*** FRAGMENTO PARA LEER

Escucho una y otra vez los audios que me gustan mientras riego las macetas que se han

adueñado de los muebles cercanos a las ventanas. Escucho mis propios mensajes como

releyéndome para saber si he dicho bien lo que quise decir. Elijo un tono caluroso y lo más

cercano que puedo, los audios son mi carta hablada, son de la familia de las tarjetas musicales del

día de las madres. Le mando a mi madre un audio con saludos en tono muy efusivo, ella tampoco

contesta inmediatamente, en realidad nos conocemos muy poco, debería preguntarle más cosas

para saber quién es ella más allá de su papel de “mi mamá”. También grabé hace unos días un

audio larguísimo donde cuento acerca de lo extraño que fue haberme escuchado reír a carcajadas

por un video que me mandaron por whatsapp. Mi risa explosiva había estado guardada por

semanas. Fue un buen hallazgo haberla descubierto de nuevo y notarla como un evento

importantísimo digno de contar en una audio-carta.

En las noches, que es cuando tengo más tiempo para mí, escucho audios que se han ido

acumulando a lo largo del día, como cartas apiladas en mi buzón. Aranzazú está estresada, siente

que esto no tiene fin. Ana, necesita un cuarto propio, duerme con sus padres y aún así siempre es
gentil a pesar de las circunstancias. Priscila, ha llevado a su perrito al veterinario porque lo

envenenaron. Érika, debe salir a trabajar; ella misma se ha procurado el material de protección

que su trabajo no le da. Gaby aprende a usar su computadora para dar clases en línea. Nía

contesta después de cinco u ocho días. Ari se vuelve una alquimista de sí misma. Ireri no deja de

encarnar la generosidad. Al escucharlas me acompañan. Sus voces “espíritus” se sientan en la

esquina de mi cama junto con el de mi abuela. Me acompañan mientras me quedo dormida.

El tercero de los tres espíritus

Mientras me tiro en la cama a comer cacahuates y sentir que el tiempo no avanza, pienso que yo

no sé quien seré cuando termine el confinamiento. A veces afirmo que no quiero salir de nuevo.

Me gusta lo que veo en mí y en las demás personas. Luego me culpo por querer estar bien a toda

costa, me pregunto si será egoísmo o si es miedo.

******

→ CONSIGNA:
Resume en forma de lista el párrafo del fragmento que comienza con «En las noches, que es cuando tengo más tiempo para mí». Conserva sus datos principales.

*** DATOS PROPORCIONADOS

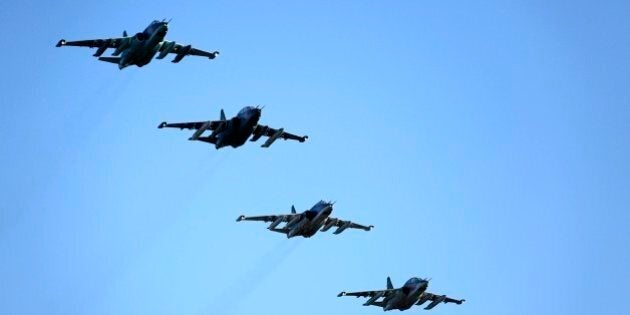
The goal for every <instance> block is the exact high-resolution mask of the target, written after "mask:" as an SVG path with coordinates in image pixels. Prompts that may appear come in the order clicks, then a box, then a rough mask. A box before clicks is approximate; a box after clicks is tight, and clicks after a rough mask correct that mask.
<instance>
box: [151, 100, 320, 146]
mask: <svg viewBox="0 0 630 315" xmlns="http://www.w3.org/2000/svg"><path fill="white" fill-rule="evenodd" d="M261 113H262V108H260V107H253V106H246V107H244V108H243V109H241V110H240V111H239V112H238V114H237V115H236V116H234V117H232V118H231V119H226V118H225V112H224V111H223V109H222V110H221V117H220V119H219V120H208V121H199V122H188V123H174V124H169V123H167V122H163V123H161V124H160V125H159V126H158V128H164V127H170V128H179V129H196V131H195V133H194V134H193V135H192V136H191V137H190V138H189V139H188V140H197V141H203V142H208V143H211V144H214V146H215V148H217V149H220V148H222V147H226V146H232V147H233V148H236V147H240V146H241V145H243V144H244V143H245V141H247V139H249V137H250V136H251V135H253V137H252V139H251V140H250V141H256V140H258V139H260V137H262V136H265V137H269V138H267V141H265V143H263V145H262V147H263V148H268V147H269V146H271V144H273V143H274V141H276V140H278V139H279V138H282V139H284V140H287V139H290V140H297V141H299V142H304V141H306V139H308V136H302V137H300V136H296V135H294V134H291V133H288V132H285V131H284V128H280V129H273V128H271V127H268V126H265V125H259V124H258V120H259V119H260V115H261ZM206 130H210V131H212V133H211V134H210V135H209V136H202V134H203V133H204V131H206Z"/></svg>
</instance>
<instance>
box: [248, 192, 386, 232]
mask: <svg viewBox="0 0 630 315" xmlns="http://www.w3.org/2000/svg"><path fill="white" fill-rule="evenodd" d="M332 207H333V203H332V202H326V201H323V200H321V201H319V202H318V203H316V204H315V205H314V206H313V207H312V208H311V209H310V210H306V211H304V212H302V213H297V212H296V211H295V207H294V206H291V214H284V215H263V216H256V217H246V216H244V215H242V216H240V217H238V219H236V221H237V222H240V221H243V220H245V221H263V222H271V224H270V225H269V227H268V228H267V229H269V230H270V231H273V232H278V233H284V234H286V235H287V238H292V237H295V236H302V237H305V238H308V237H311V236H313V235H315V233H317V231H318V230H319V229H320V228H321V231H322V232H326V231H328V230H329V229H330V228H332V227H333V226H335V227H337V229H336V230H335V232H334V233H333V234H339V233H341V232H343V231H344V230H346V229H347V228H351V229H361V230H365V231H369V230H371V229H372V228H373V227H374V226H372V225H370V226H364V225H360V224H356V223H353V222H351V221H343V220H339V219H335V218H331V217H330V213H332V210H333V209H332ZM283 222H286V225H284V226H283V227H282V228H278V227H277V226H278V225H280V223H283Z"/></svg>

******
*** DATOS PROPORCIONADOS

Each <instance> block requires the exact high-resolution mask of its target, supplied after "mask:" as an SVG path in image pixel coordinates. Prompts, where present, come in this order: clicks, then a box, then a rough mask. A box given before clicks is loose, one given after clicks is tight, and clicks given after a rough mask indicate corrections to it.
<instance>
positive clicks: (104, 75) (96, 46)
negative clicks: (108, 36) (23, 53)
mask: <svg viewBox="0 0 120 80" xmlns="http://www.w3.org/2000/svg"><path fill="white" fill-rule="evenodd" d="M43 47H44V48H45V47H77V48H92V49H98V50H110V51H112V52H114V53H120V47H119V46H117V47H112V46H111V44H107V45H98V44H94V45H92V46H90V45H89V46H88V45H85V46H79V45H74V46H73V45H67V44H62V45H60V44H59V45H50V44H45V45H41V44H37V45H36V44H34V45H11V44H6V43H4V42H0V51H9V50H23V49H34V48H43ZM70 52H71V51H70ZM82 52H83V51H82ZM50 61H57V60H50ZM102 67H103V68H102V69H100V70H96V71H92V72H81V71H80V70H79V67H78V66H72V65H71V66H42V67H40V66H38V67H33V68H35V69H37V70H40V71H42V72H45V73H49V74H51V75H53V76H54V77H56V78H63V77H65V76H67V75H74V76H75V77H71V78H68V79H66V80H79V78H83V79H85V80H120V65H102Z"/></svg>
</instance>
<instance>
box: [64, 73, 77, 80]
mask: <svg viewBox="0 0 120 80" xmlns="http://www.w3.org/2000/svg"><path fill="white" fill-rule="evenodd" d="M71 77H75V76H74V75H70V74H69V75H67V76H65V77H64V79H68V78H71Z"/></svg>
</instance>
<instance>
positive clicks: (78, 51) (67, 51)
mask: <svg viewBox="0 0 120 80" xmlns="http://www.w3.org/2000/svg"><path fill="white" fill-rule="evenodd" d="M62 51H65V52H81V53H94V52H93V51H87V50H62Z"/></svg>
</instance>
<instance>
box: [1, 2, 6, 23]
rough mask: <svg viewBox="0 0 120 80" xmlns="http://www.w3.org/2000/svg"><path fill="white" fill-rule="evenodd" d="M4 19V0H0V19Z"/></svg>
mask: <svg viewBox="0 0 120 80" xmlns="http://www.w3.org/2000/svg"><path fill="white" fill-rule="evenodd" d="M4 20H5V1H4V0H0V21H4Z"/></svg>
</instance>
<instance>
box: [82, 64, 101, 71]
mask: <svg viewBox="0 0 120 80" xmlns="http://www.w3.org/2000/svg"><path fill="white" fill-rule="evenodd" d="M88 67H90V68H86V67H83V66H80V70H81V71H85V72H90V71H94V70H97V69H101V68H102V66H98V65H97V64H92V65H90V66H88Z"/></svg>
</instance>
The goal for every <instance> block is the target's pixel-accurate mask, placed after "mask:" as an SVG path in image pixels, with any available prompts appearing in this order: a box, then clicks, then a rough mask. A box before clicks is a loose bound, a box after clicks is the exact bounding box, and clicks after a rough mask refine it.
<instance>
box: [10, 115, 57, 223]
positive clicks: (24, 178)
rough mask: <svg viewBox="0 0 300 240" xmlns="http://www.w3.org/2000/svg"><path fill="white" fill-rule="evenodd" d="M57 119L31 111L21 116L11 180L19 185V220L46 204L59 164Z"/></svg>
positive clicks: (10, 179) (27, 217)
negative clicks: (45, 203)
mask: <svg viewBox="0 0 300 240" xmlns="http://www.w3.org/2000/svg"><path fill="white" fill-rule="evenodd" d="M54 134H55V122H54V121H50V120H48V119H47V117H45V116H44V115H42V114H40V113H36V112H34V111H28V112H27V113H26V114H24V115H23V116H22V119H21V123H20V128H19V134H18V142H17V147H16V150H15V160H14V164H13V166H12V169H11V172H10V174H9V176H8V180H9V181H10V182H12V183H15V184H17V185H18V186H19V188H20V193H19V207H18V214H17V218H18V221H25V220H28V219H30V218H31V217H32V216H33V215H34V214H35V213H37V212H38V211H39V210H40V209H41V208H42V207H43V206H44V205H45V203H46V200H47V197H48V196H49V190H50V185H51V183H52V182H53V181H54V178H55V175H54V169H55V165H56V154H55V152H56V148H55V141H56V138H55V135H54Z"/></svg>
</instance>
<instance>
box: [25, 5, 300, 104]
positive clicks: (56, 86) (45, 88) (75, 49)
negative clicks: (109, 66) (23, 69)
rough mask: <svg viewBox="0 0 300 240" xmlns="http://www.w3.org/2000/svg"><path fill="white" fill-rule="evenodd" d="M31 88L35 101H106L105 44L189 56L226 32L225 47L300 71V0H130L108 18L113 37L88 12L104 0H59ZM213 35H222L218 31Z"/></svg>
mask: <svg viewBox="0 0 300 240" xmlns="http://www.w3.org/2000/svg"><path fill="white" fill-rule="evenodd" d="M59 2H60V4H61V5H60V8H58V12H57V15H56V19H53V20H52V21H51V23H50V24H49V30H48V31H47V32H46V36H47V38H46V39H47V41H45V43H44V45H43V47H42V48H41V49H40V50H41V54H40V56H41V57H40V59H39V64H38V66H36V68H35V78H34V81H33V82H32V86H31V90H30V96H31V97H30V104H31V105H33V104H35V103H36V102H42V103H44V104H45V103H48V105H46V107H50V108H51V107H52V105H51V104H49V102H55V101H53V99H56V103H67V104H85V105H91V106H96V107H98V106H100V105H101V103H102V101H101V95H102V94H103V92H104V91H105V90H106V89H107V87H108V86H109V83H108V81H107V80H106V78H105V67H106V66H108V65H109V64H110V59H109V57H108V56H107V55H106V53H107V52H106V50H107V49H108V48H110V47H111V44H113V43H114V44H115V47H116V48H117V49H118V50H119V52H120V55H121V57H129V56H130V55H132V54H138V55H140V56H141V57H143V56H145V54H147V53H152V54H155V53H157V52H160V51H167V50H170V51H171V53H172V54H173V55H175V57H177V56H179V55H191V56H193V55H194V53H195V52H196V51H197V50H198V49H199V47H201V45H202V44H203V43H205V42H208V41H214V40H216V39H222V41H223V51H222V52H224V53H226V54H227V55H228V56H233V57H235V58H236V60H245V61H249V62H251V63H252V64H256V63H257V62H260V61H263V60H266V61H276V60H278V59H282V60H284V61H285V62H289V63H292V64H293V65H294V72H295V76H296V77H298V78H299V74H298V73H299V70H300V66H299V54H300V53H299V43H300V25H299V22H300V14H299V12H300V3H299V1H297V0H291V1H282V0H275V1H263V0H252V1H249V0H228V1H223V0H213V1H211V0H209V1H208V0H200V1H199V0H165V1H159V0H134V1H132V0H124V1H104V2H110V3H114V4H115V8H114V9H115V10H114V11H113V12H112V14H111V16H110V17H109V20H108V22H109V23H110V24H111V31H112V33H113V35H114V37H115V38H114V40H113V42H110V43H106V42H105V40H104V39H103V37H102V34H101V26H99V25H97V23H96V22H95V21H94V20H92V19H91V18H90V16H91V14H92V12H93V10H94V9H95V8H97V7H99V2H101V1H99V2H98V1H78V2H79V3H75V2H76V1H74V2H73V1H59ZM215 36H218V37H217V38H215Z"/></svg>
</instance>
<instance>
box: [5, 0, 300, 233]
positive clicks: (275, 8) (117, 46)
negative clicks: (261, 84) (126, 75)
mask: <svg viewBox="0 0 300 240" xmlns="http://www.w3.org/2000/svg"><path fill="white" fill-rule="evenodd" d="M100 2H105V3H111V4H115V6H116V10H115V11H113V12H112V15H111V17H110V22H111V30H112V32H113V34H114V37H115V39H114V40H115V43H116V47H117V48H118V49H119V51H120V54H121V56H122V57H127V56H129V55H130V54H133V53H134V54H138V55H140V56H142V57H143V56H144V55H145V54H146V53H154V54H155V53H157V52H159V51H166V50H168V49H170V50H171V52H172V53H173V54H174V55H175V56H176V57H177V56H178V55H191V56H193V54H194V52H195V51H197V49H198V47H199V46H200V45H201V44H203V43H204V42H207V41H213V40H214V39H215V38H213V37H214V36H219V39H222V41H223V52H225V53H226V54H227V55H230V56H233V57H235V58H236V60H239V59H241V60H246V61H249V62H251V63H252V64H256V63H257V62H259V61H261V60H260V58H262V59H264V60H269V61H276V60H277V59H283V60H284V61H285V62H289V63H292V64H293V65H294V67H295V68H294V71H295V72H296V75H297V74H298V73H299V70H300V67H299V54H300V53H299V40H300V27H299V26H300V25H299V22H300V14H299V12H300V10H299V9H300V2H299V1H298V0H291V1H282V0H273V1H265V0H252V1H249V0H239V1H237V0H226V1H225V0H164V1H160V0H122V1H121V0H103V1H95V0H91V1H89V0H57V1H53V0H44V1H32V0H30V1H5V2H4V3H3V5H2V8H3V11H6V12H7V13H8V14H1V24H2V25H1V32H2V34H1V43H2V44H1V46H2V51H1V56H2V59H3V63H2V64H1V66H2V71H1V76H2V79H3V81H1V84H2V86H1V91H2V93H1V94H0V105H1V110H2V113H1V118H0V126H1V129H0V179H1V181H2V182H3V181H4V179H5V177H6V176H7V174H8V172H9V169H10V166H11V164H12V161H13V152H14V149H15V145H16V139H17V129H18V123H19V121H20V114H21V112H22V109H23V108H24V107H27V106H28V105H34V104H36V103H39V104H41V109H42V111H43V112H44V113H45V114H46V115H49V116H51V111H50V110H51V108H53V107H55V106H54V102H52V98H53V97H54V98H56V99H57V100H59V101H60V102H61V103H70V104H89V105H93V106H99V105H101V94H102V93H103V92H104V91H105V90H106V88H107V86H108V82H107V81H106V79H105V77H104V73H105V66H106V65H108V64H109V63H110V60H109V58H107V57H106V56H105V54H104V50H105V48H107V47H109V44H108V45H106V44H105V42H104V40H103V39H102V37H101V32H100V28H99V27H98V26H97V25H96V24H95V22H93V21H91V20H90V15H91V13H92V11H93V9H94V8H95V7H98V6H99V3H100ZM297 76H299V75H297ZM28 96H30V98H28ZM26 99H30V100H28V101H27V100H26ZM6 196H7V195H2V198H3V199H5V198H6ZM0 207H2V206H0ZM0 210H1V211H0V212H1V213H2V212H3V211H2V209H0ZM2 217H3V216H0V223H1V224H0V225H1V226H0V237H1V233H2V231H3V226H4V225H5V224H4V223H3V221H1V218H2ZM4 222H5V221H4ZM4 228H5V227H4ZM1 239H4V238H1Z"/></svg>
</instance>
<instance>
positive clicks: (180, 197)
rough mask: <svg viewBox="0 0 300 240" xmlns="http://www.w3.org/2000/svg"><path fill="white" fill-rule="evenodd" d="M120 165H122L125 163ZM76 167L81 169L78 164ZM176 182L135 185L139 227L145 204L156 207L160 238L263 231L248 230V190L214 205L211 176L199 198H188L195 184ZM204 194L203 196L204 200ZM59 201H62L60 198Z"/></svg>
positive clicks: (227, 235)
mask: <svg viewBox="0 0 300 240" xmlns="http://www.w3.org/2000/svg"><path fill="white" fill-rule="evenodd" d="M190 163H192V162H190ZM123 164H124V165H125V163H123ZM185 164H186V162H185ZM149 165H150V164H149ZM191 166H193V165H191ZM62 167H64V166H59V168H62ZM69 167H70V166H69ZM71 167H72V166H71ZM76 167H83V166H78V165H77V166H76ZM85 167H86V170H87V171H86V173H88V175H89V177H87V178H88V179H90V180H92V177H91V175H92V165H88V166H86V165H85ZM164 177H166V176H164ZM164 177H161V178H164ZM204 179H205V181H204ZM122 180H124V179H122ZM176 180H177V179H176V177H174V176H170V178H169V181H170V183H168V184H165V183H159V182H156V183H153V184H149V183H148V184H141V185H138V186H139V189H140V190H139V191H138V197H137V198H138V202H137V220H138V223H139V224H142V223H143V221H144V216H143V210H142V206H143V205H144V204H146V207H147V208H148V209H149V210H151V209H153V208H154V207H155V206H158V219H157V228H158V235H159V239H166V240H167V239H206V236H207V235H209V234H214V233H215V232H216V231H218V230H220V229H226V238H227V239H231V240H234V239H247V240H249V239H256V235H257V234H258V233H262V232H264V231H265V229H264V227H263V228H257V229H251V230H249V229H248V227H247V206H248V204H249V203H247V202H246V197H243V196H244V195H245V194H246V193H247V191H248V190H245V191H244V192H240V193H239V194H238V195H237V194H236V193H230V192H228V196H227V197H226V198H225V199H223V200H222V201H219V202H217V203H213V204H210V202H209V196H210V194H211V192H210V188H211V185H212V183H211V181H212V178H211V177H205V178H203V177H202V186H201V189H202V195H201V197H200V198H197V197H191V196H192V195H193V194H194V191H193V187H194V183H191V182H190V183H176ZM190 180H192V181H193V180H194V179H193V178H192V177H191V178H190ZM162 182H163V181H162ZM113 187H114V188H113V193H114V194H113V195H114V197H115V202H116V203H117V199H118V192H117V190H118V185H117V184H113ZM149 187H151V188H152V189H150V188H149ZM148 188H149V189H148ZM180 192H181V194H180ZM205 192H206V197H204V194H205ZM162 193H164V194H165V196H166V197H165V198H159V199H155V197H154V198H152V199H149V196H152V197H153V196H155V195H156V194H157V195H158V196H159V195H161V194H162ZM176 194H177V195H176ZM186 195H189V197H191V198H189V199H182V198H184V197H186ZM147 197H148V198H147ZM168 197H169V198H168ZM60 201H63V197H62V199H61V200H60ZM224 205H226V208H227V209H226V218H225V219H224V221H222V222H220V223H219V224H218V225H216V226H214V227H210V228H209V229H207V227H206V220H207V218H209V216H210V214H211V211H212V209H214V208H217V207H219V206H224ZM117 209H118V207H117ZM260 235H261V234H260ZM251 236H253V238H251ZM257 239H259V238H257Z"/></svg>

******
*** DATOS PROPORCIONADOS

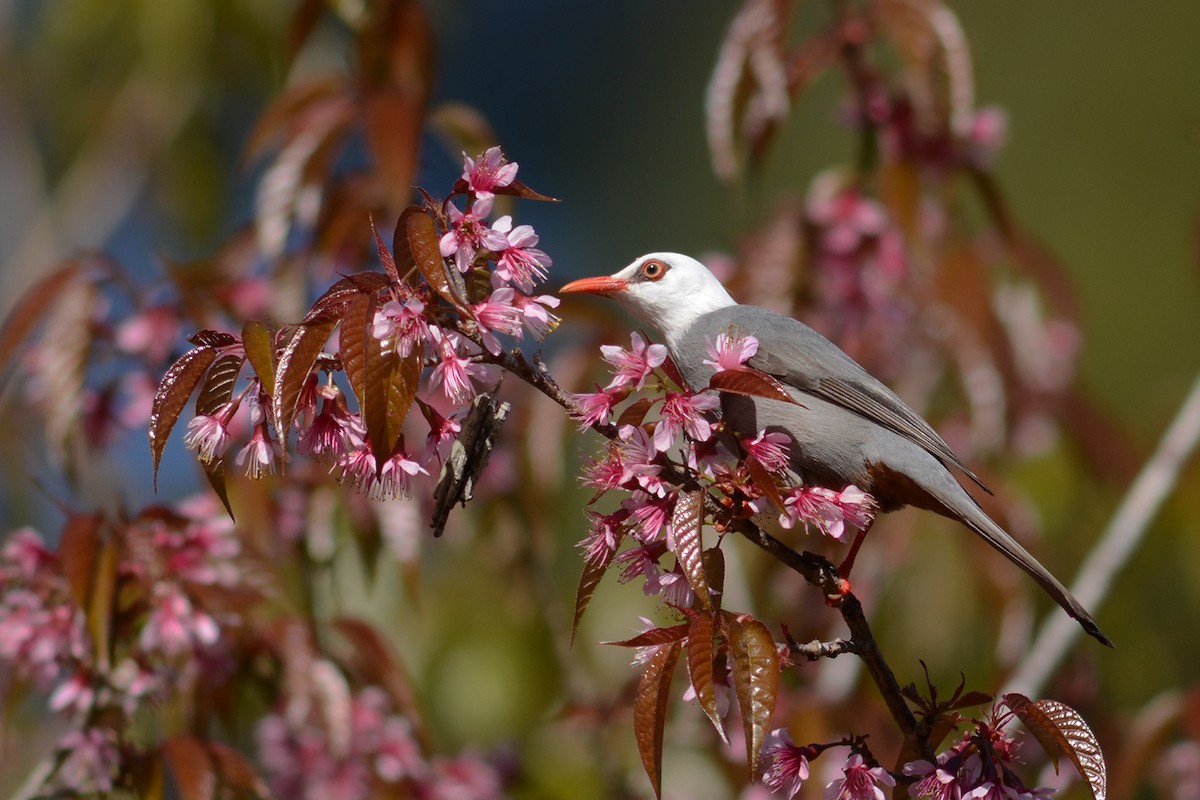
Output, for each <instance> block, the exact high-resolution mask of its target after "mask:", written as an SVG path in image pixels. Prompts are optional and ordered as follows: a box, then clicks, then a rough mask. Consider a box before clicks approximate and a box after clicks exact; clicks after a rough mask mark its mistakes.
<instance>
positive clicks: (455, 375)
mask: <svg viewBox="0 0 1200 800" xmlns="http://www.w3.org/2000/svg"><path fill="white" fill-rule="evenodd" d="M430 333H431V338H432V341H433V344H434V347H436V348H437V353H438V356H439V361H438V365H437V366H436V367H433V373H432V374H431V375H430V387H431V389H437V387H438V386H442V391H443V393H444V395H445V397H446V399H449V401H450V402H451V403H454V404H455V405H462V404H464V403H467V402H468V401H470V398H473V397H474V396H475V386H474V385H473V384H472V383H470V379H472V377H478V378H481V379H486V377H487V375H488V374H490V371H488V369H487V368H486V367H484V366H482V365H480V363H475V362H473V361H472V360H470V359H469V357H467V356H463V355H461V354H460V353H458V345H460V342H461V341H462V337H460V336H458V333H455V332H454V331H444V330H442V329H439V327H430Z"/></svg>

******

→ RESPUESTA:
- Por las noches, cuando tiene más tiempo, escucha los audios acumulados durante el día, como cartas apiladas en un buzón.
- Aranzazú está estresada y siente que esto no tiene fin.
- Ana necesita un cuarto propio. Duerme con sus padres y aun así siempre es gentil.
- Priscila llevó a su perrito al veterinario porque lo envenenaron.
- Érika debe salir a trabajar. Ella misma consiguió el material de protección que su trabajo no le da.
- Gaby aprende a usar su computadora para dar clases en línea.
- Nía contesta después de cinco u ocho días.
- Ari se vuelve una alquimista de sí misma.
- Ireri no deja de encarnar la generosidad.
- Sus voces, como «espíritus», se sientan en la esquina de la cama junto con el de la abuela y le hacen compañía hasta que se queda dormida.